SELECTED PASSAGE:
- Opening Delimiter -
The only in situ methods available for testing paint are X-Ray Fluorescence (XRF) and chemical spot tests. XRF is susceptible to errors from metal substrates, and layers of lead-free paint that contain other metals can obscure lead-bearing paint underneath. In addition, all radioactive sources must be federally registered with specially certified operators, and must be properly disposed of and replaced annually. Chemical spot tests, containing a rhodizonate dye reagent that changes color in the presence of lead, are relatively inexpensive and readily available. The degree of color change is difficult to quantify, however, and lead-bearing paint will not be detected if other paint layers are above it. Compositional analysis techniques, such as atomic absorption or emission spectrophotometry, are conducted in off-site laboratories. These techniques require careful extraction techniques that do not cause sample contamination, and require timely delivery of the samples to the laboratory. Costs incurred due to the delays involved with sample collection, transport, and preparation can be prohibitive.
The prototype LIBS system.
The portable LIBS system accurately measured the amount of lead, cadmium, and chromium from samples prepared by NIST and PSU/ARL. Detection limits were determined to be 0.5 wt % for cadmium and lead, and 1 wt % for chromium. These limits are acceptable since the trigger for abatement procedures is typically 1 wt %. The portable system was demonstrated at a military facility on a painted vehicle. Results showed the presence of chromium in two particular paints, and no lead or cadmium in any. Two other potential applications–identification of scrap metals for sorting, and measurement of heavy metals in grit blast for proper material handling and disposal–were suggested. The ability to quickly determine accurate compositional data for a variety of harmful metals in a portable system makes LIBS an important tool for in situ paint analysis.
For this work, a portable LIBS system was developed and the study was narrowed to three particular metals: lead, cadmium, and chromium. Intended for use in shipyards, LIBS would be a screening tool where a worker would take measurements to determine the presence of chosen metals. If the paint contains these metals, a decision would be made to enforce abatement and/or protection procedures.
- Closing Delimiter -
THE DATA:
- Opening Delimiter -
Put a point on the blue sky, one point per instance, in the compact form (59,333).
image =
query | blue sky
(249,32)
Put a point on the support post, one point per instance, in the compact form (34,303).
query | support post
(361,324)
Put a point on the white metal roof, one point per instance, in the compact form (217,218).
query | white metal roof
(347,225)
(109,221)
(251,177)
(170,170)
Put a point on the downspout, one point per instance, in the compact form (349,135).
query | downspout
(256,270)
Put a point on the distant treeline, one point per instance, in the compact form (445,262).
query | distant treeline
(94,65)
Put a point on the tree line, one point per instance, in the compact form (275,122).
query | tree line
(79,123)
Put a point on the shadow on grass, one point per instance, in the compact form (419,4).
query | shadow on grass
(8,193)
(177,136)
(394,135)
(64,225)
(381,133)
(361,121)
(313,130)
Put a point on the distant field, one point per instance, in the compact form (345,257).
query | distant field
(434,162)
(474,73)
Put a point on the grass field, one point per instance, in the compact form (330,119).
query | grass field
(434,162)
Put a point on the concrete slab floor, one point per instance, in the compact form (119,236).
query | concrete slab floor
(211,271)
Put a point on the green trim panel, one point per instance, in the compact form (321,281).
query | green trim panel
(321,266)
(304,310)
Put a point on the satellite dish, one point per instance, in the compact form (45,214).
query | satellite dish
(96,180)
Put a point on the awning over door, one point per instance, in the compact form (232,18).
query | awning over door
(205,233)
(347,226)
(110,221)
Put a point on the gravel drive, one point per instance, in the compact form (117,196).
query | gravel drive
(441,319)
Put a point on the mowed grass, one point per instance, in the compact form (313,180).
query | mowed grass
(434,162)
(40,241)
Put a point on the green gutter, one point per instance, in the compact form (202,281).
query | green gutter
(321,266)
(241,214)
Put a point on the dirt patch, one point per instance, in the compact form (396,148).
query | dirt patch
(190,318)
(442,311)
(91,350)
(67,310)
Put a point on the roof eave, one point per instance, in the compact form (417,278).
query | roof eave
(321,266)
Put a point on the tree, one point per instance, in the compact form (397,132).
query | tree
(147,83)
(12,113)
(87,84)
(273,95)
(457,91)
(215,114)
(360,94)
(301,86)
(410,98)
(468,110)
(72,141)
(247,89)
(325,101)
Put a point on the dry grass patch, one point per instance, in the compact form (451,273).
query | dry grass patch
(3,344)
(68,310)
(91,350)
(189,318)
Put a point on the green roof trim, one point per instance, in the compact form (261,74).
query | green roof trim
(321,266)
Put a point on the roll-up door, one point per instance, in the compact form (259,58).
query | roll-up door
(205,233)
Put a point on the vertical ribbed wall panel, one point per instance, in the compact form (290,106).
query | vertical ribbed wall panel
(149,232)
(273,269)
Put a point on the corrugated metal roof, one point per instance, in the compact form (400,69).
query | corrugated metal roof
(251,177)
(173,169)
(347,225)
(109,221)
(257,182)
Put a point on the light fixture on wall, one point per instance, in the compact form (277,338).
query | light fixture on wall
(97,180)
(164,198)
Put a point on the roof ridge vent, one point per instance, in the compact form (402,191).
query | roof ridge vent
- Closing Delimiter -
TASK INSTRUCTIONS:
#1 Write out the paint-testing passage from "For this work, a" to "and/or protection procedures.".
#2 According to the paint-testing passage, what detection limit was determined for chromium?
The listing is not needed for any of this work.

ANSWERS TO EACH TASK:
#1
For this work, a portable LIBS system was developed and the study was narrowed to three particular metals: lead, cadmium, and chromium. Intended for use in shipyards, LIBS would be a screening tool where a worker would take measurements to determine the presence of chosen metals. If the paint contains these metals, a decision would be made to enforce abatement and/or protection procedures.

#2 1 wt %